Brief: Give back only the lines from the one with "target | row of empty seats" through the last line of the data, exactly as they appear.

──────────

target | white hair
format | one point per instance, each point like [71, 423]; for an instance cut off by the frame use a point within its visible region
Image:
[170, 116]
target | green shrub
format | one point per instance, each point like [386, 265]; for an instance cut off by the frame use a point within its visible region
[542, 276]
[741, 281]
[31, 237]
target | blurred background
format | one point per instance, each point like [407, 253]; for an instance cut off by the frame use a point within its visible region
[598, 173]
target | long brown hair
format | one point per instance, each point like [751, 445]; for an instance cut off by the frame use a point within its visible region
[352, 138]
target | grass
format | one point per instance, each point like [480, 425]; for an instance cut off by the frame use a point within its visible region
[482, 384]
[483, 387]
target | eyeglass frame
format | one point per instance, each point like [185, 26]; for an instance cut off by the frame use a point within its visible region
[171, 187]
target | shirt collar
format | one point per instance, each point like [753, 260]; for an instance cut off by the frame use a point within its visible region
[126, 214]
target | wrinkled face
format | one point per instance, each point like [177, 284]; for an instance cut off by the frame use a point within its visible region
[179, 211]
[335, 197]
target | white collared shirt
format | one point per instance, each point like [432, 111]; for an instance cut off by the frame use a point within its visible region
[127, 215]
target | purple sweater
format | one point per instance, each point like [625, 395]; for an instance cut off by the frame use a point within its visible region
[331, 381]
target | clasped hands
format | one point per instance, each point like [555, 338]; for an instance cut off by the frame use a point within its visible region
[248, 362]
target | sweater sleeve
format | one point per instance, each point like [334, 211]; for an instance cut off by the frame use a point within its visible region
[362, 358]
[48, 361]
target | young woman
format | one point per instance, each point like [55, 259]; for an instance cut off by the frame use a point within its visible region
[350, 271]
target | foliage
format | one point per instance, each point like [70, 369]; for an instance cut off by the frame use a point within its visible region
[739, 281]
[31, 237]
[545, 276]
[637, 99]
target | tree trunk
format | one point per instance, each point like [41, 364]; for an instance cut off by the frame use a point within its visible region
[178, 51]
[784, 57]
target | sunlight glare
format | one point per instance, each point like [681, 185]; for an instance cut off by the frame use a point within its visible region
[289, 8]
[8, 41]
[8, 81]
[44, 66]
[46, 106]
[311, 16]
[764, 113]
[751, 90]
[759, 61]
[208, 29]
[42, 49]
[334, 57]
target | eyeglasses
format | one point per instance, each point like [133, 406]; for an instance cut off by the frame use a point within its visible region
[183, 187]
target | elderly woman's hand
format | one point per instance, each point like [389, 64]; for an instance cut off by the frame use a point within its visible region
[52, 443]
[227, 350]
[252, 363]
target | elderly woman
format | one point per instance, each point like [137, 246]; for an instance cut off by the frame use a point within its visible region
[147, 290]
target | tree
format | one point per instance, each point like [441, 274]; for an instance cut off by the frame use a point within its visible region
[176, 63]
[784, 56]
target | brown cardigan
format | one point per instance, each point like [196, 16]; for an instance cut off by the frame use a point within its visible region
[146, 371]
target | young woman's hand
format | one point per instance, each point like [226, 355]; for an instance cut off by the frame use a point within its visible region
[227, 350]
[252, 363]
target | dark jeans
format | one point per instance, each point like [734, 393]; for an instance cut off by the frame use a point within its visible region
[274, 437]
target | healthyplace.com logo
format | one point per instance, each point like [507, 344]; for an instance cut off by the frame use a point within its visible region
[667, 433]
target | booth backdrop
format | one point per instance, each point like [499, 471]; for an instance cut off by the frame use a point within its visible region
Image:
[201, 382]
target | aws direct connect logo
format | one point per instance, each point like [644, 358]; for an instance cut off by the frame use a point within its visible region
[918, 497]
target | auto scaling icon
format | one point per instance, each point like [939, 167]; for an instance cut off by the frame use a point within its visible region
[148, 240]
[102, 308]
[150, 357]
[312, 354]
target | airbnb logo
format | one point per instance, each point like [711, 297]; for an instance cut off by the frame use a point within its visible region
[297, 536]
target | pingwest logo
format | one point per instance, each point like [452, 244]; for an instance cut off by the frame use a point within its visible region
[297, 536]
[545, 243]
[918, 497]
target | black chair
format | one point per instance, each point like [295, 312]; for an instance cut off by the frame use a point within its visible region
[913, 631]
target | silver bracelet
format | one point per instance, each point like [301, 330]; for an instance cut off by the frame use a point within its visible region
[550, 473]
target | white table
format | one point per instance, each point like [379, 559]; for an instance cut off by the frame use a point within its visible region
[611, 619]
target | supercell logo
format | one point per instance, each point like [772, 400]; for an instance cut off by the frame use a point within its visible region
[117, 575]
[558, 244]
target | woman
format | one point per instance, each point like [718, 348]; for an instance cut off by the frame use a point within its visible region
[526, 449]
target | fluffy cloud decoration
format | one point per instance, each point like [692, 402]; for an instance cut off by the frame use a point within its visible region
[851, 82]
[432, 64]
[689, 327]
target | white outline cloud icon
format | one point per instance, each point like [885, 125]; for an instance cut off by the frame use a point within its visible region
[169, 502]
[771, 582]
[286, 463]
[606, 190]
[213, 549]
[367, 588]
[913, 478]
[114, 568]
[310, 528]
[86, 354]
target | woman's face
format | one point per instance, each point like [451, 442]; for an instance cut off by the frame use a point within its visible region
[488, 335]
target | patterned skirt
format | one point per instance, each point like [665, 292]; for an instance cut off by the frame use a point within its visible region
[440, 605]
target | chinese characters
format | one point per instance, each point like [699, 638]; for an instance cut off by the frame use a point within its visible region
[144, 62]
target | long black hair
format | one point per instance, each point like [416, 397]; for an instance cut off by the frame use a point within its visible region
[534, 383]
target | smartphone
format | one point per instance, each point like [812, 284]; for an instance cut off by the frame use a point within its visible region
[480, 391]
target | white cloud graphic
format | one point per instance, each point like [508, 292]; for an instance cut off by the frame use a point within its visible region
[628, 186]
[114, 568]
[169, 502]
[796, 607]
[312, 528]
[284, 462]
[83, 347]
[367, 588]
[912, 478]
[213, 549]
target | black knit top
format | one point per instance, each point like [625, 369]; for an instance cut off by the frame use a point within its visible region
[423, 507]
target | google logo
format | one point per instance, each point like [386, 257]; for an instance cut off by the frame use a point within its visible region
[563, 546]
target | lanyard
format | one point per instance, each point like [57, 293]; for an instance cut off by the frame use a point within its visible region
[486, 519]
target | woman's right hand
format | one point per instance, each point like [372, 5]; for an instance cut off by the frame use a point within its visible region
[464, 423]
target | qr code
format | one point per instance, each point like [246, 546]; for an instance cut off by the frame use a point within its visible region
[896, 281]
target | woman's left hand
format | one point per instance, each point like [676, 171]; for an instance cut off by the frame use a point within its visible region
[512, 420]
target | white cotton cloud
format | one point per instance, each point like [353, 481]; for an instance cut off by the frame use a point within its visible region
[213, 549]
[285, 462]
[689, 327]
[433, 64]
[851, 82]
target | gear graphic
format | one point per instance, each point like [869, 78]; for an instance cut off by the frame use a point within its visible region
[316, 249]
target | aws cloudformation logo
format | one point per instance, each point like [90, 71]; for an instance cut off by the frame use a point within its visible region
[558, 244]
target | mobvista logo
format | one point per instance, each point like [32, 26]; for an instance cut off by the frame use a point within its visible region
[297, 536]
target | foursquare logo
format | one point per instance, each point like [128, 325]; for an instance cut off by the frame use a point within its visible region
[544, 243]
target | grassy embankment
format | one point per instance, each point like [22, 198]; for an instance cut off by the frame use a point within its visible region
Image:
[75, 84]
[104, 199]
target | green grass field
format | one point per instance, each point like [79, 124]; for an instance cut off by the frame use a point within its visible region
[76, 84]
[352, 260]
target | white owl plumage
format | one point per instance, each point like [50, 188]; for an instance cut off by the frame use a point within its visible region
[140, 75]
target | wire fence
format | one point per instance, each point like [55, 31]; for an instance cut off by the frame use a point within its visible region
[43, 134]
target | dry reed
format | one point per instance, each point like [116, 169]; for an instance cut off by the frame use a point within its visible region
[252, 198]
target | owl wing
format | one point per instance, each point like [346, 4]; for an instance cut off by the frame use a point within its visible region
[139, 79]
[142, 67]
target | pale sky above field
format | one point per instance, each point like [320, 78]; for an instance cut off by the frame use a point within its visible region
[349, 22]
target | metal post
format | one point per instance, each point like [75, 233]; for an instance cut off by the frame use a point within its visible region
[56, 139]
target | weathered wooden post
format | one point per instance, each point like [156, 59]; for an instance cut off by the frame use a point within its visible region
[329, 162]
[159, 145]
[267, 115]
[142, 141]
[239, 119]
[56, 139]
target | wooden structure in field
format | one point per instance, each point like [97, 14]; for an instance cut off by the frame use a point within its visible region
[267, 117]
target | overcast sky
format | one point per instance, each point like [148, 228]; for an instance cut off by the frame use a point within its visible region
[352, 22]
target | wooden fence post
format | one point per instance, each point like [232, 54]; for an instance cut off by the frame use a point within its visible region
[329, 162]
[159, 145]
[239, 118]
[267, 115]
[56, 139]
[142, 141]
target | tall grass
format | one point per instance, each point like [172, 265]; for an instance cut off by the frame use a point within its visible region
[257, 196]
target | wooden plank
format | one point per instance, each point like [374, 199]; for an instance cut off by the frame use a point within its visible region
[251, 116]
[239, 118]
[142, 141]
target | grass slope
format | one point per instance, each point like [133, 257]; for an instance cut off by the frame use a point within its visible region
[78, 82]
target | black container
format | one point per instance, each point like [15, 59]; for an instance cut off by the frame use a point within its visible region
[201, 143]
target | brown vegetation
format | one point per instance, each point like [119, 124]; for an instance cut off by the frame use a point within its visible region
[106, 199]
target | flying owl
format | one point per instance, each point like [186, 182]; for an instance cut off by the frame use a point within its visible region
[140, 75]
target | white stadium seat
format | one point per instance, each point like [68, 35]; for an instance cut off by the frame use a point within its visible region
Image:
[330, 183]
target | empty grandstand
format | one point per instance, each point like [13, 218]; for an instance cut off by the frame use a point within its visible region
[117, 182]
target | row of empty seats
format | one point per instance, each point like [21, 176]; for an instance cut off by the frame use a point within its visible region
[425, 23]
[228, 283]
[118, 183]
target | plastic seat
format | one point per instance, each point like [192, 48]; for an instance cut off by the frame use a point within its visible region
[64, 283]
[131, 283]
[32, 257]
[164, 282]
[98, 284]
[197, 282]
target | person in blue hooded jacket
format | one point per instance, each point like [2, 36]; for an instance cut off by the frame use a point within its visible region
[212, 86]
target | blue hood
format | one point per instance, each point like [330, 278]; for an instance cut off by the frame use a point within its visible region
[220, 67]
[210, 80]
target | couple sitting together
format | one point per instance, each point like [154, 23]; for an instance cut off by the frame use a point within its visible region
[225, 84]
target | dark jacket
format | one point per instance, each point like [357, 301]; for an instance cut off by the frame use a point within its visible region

──────────

Result of the task:
target | row of empty seats
format | one point per instance, each point like [21, 176]; for an instance cut off by the frame use a point within its visible region
[425, 23]
[228, 283]
[118, 183]
target | plastic seat
format | one point per instance, each point like [192, 48]; for an instance cut off by the frame use a point within its visible region
[64, 283]
[131, 283]
[32, 257]
[164, 282]
[98, 284]
[197, 282]
target | person in blue hooded jacket
format | one point per instance, each point like [2, 36]; for an instance cut off by the frame use a point within its visible region
[212, 86]
target | blue hood
format | one point per instance, each point like [330, 278]; for an instance cut off by the frame use a point within its visible region
[220, 67]
[210, 80]
target | couple sitting together
format | one point per instance, each point like [154, 23]; for an instance cut off by the frame use a point within its visible region
[225, 84]
target | dark jacket
format | one point per instance, each point like [357, 301]; for an instance cut off by the frame use a point within its visible region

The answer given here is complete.